_Information provided_.
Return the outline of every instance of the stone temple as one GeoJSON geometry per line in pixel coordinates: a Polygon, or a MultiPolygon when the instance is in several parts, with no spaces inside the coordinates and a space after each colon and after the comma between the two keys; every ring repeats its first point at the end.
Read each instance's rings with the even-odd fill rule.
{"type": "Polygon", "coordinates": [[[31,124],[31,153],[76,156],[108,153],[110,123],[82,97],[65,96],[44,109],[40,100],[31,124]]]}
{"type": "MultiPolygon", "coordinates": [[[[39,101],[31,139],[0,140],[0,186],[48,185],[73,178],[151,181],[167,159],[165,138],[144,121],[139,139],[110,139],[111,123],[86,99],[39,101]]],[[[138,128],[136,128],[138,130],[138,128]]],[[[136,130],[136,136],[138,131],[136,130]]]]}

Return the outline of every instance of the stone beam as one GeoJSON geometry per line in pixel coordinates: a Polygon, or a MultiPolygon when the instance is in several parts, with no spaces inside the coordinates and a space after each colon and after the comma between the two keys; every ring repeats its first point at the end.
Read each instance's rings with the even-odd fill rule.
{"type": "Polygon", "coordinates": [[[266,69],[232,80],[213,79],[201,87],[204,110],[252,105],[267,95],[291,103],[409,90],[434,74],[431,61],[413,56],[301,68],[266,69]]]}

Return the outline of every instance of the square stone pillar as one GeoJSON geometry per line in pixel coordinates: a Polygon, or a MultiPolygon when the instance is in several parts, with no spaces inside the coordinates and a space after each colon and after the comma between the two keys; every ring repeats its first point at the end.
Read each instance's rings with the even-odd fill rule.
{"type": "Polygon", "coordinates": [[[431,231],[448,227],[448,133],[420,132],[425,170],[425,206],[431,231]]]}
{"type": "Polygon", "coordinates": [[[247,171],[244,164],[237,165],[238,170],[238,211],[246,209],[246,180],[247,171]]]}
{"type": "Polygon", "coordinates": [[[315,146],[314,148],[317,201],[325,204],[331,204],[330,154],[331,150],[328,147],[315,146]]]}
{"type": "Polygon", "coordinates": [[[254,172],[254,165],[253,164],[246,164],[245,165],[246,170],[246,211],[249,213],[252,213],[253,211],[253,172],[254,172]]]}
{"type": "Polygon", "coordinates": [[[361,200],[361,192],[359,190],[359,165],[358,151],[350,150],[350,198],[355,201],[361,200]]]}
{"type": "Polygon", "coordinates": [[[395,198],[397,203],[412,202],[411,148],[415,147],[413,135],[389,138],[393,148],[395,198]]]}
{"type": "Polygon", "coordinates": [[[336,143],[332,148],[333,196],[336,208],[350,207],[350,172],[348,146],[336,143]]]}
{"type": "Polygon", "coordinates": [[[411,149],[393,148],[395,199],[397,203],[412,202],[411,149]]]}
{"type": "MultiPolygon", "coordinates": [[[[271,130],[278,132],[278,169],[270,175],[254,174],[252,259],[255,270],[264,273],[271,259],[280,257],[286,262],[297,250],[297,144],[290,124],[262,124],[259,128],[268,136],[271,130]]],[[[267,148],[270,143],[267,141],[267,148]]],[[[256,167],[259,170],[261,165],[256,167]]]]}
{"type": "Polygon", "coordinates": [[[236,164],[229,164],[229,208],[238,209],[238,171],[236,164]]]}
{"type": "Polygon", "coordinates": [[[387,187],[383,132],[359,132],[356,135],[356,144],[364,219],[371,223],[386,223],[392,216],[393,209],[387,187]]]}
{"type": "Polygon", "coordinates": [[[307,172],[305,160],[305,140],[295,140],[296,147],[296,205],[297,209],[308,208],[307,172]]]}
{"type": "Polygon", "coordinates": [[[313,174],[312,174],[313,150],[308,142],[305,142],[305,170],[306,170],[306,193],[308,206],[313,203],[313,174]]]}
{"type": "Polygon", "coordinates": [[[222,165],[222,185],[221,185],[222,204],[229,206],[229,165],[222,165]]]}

_Task_.
From the records, copy out each line that includes the string "outline".

_Final answer_.
Return the outline of every instance of the stone temple as one GeoJSON geometry per line in pixel coordinates: a Polygon, or a MultiPolygon when the instance is in several parts, with no spaces inside the coordinates and a space after each colon and after the comma between the two keys; every ring repeats its first point at the end.
Return the outline of every instance of the stone beam as one GeoJSON geometry per line in pixel coordinates: a Polygon, or a MultiPolygon when the instance is in several parts, with no spaces inside the coordinates and a space after each colon and after the comma between the two keys; every ring repeats its first point at the end.
Return the outline of every instance of the square stone pillar as one GeoJSON geometry per line in pixel coordinates: a Polygon, or a MultiPolygon when the instance is in several parts, with no spaces inside the coordinates and a space after each colon and after the comma between the two keys; every ring repeats its first point at the end.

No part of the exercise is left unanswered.